• **TEXT SEGMENT**:

PCPIOLs are inserted blindly behind the iris and, depending on the design, allow their haptics to rest at the structures of the posterior chamber or float in it. Ultrasound biomicroscopy (UBM) identified haptic-zonules contact and lens rotation for the implantable contact lens (ICL)2 and the phakic refractive lens (PRL),3 although these PCPIOLs are intended to fixate at the ciliary sulcus and float in the posterior chamber respectively. Because of this potential haptic-zonules contact and lens rotation of PCPIOLs the entire zonular apparatus should be intact and healthy.
Pseudoexfoliation is characterised by progressive zonular disruption and axial myopia by zonular weakness and both conditions may lead to zonular defects. Although phakodonesis and iridodonesis may point towards zonular insufficiency, those signs may be absent in a number of eyes with occult zonular defects as shown in UBM studies.4 Such zonular defects may result in spontaneous dislocation of the PCPIOL into the vitreous cavity. Two cases have been described already where PCPIOLs dislocated into the vitreous cavity through such defects. Kaya et al5 reported a case of dislocation of a silicone PCPIOL into the vitreous cavity following mild head injury 3 weeks postoperatively in a highly myopic eye (–19 DS). Another case of dislocation of a myopic PRL into the vitreous cavity has been reported by the European Clinical Trial with PRL group (Philipson B. PRL (phakic posterior chamber IOL)—the 12 month results of the European clinical trial. Presented at the XXI Congress of the ESCRS-Munich 2003). I have recently reported a case of spontaneous dislocation of a PRL into the vitreous cavity in a young healthy female with high myopia 2 months postoperatively (spherical equivalent –19.5 D).6
The reported cases stress the importance of health and integrity of zonular apparatus in the long term stability of PCPIOLs. Since pseudoexfoliation is a progressive disease that may lead to progressive zonular disruption and spontaneous IOL-bag dislocation into the vitreous cavity even many years after cataract surgery,7 I think that PCPIOLs should not be used in pseudophakic eyes with pseudoexfoliation.

• **EXERCISE OBJECTIVE**:
Condense the paragraph of the passage on phakic lens dislocation that begins "PCPIOLs are inserted blindly" into a short bulleted list that keeps its main facts. Rely only on the passage on phakic lens dislocation.

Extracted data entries
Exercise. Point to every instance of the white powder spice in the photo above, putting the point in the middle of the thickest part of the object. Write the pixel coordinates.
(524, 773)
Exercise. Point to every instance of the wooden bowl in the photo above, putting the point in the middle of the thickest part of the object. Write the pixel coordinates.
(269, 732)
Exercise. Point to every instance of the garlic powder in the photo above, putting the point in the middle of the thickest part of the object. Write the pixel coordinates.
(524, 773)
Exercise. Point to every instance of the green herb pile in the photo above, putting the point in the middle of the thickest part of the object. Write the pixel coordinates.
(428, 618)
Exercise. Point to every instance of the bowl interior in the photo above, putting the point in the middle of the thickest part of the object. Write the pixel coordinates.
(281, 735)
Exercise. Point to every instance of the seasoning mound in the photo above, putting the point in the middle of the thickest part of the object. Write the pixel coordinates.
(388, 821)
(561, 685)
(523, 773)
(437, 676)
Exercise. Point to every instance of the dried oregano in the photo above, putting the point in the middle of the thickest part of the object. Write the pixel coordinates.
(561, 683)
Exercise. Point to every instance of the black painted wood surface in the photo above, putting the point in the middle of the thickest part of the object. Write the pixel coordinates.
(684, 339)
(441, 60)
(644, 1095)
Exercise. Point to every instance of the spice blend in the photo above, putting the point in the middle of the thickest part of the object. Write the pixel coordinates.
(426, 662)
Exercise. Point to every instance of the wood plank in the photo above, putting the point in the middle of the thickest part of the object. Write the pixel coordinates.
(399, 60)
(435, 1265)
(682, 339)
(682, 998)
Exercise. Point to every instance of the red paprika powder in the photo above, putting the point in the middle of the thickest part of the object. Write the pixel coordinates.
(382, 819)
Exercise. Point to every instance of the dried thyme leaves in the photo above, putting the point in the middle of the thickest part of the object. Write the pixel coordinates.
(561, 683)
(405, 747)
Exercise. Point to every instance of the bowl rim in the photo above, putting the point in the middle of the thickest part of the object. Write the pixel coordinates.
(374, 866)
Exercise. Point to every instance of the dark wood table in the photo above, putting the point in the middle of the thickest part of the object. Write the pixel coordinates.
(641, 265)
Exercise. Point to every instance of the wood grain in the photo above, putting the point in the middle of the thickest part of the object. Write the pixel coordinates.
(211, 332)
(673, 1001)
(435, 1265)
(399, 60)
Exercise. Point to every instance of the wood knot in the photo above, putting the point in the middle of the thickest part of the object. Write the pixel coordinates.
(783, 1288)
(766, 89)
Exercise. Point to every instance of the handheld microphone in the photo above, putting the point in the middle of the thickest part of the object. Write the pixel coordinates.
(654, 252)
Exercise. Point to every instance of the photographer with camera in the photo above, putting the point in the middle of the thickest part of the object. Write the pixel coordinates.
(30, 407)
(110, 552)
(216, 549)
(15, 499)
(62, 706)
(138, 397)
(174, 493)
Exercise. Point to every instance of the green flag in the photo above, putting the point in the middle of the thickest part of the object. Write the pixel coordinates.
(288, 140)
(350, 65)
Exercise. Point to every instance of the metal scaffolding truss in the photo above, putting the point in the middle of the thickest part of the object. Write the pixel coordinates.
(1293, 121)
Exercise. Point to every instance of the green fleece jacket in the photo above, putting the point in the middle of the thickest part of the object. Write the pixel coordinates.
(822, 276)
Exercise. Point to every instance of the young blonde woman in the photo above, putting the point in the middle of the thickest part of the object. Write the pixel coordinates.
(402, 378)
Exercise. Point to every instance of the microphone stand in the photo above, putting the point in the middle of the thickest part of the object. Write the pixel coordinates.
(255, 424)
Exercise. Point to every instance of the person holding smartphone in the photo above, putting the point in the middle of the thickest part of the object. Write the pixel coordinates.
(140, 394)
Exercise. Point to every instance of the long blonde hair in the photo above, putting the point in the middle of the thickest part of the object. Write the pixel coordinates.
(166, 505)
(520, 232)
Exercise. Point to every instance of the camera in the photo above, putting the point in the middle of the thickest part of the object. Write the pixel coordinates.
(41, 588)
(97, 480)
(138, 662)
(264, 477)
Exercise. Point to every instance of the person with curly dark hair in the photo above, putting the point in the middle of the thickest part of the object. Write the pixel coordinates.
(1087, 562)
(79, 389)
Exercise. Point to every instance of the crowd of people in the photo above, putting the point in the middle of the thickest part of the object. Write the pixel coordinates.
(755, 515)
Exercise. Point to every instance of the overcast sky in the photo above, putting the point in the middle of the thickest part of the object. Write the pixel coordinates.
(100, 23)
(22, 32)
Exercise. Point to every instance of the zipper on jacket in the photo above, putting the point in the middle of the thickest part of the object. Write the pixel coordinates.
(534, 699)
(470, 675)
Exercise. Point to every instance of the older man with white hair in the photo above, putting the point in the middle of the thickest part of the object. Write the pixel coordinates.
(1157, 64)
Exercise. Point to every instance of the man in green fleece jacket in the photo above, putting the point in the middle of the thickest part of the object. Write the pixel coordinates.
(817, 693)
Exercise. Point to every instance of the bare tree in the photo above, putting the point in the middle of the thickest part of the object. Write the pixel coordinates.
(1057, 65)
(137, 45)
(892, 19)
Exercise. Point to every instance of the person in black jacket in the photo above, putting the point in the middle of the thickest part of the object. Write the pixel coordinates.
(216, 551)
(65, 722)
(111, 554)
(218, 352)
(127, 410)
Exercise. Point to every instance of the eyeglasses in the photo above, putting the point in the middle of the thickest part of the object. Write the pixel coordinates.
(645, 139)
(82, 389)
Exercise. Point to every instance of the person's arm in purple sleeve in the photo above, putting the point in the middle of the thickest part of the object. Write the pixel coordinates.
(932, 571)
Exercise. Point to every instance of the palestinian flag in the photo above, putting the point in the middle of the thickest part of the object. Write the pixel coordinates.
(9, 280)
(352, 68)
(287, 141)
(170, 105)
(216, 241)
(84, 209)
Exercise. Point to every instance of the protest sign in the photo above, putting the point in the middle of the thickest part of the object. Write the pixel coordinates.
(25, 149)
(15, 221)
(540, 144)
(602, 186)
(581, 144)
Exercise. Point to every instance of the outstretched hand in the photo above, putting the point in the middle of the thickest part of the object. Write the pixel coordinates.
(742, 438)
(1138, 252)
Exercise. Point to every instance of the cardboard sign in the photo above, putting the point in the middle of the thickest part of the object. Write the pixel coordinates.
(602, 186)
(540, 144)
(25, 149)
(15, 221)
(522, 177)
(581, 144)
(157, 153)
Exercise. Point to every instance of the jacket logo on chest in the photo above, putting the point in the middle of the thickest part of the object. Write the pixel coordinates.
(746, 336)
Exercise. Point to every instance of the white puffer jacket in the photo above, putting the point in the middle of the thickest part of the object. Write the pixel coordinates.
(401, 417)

• **OUTPUT FOR THIS TASK**:
- PCPIOLs are placed blindly behind the iris.
- Depending on design, their haptics either rest on posterior chamber structures or float in the chamber.
- Ultrasound biomicroscopy showed haptic-zonule contact and lens rotation with both the ICL and the PRL. This occurred even though the ICL is meant to fixate at the ciliary sulcus and the PRL to float in the posterior chamber.
- Because of this possible contact and rotation, the whole zonular apparatus should be intact and healthy.